**Texto proporcionado**
Los dos años siguientes fueron largos y agónicos. Las sucesivas sesiones de quimioterapia nos regalaron momentos esperanzadores seguidos de reveses.
Finalmente llegó el día en que se hizo patente que nuestro amado Steve no se recuperaría. Los médicos declararon infructuosos los tratamientos y le dieron seis semanas de vida. Steve quiso retornar a Mombasa (Kenia), donde se había criado. Allí, rodeado de sus amigos y familiares, llegó a cumplir algunos de sus últimos deseos, como pasar un día navegando por la bahía y contemplar al atardecer los brillantes reflejos del sol en el Océano Índico.
Cuando una mañana temprano exhaló su último aliento en una pequeña habitación de un hospital con vista al mar, mi mundo se detuvo. Una mariposa amarilla bien grande entró por la ventana abierta. Sentí que Dios me estaba confirmando que se había llevado a Steve apaciblemente a Su mundo invisible. Aun así, el impacto de perder a mi hijo me dejó maltrecha bastante tiempo, después que los demás ya habían hecho su duelo.

Datos de máscaras de segmentación
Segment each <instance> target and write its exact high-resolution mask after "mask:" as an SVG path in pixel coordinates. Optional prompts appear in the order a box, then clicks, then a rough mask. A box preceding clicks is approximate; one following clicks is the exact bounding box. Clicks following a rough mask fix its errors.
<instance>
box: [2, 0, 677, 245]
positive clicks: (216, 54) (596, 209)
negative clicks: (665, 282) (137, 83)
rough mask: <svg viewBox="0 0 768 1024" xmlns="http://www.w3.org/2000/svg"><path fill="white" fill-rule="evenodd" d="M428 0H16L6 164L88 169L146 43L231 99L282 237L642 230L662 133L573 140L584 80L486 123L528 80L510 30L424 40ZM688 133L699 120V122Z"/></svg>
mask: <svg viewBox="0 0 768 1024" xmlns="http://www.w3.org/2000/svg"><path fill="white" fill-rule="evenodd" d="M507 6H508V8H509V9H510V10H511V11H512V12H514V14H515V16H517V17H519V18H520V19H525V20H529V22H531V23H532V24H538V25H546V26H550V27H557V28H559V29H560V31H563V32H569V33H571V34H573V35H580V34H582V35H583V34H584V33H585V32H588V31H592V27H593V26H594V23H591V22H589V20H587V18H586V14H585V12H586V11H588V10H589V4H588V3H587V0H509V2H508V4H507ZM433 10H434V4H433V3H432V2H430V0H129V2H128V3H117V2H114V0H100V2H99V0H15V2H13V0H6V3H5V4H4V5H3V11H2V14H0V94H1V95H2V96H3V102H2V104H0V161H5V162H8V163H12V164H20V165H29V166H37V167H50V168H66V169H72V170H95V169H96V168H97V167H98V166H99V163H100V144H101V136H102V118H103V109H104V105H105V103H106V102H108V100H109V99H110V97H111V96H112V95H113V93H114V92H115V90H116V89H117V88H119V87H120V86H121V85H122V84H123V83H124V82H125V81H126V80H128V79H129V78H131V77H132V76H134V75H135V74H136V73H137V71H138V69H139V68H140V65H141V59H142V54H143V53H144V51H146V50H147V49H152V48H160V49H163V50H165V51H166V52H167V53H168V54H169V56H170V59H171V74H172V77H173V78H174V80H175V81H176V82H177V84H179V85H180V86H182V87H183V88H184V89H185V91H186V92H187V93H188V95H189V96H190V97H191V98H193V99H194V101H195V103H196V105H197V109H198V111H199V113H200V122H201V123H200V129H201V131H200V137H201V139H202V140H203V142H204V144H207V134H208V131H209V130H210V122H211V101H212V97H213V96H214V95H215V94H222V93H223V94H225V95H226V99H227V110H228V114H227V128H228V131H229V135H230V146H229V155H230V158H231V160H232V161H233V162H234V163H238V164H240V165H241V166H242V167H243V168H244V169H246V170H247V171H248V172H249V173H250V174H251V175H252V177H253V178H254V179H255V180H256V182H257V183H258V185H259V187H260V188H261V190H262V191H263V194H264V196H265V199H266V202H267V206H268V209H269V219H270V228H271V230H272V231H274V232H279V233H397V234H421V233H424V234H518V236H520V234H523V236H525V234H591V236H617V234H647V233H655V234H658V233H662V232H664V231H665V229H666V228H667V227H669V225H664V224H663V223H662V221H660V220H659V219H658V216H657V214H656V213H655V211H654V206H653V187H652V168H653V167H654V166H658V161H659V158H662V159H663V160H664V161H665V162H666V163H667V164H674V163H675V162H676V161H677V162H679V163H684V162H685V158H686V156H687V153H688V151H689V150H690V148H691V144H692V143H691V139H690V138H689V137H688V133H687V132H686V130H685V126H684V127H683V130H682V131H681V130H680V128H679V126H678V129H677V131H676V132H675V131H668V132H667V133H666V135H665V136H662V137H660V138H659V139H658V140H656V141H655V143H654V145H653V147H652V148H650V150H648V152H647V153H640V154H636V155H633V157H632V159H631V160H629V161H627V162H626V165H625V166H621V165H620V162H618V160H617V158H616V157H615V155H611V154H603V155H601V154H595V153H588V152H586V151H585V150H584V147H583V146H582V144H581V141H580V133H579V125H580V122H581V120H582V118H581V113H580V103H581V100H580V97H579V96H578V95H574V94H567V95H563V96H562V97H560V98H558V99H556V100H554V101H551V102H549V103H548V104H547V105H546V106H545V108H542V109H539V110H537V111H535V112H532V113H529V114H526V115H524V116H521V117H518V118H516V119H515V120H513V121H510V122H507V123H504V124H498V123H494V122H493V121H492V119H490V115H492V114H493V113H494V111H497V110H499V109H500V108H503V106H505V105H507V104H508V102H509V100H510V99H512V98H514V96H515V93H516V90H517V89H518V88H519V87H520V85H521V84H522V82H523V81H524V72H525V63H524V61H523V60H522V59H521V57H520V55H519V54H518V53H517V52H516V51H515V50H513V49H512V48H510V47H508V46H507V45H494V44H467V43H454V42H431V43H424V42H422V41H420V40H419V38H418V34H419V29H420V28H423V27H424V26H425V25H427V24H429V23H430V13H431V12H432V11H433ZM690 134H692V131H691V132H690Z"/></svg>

**Tareas**
A. ¿Podrías editar el relato sobre Steve desde "Finalmente llegó el" hasta "el Océano Índico.", sustituyendo "seis semanas" por "dos meses"?
B. ¿Puedes retomar el relato sobre Steve y continuarlo desde donde termina?

**Respuestas por tarea**
A.
Finalmente llegó el día en que se hizo patente que nuestro amado Steve no se recuperaría. Los médicos declararon infructuosos los tratamientos y le dieron dos meses de vida. Steve quiso retornar a Mombasa (Kenia), donde se había criado. Allí, rodeado de sus amigos y familiares, llegó a cumplir algunos de sus últimos deseos, como pasar un día navegando por la bahía y contemplar al atardecer los brillantes reflejos del sol en el Océano Índico.

B.
El consejo reiterado que todos me daban era: «Déjalo estar y sigue adelante». Pero seguir adelante ¿hacia dónde? Y ¿cómo? En el fondo, estaba resentida y enojada con Dios por despojarme de mi joven hijo tan lleno de vida. Me sentí burlada y vacía. Los meses pasaron lentamente. Yo cavilaba una y otra vez sobre mi pérdida, y seguía con el dolor clavado en mi corazón.
Finalmente decidí encontrarme con Dios cada mañana temprano, en la terraza, para contarle mis desdichas. Los días se convirtieron en semanas mientras yo descargaba en Él todo mi dolor, mi remordimiento y mi rabia por lo sucedido. «Si el amor es la esencia de Tu naturaleza, como dice la Biblia, ¿cómo me has tratado tan duramente, a mí y a mi hijo?», cuestioné una y otra vez.
Con cuanta paciencia y longanimidad me escuchó.
Lloré, rogué y argumenté hasta que por fin una mañana sentí que había dicho todo lo que quería y ya me había desahogado. Fue entonces —cuando estuve dispuesta a hacer las paces con Dios—, que la serenidad me embargó el alma. Con voz suave y tranquilizadora, Él me empezó a hablar. A partir de ese momento, mis encuentros solitarios con Dios cada mañana en la terraza tomaron otro cariz. Aprendí a prestarle atención y permitirle que me consolara y sanara mi dolor.
Soy libre
No lloren mi muerte; ahora soy libre.
Sigo el sendero como Dios me pide.
Tomé Su mano al oír Su llamada.
Me fui con celeridad inusitada.
No podía estar un día más aquí
para amar, trabajar, jugar y reír.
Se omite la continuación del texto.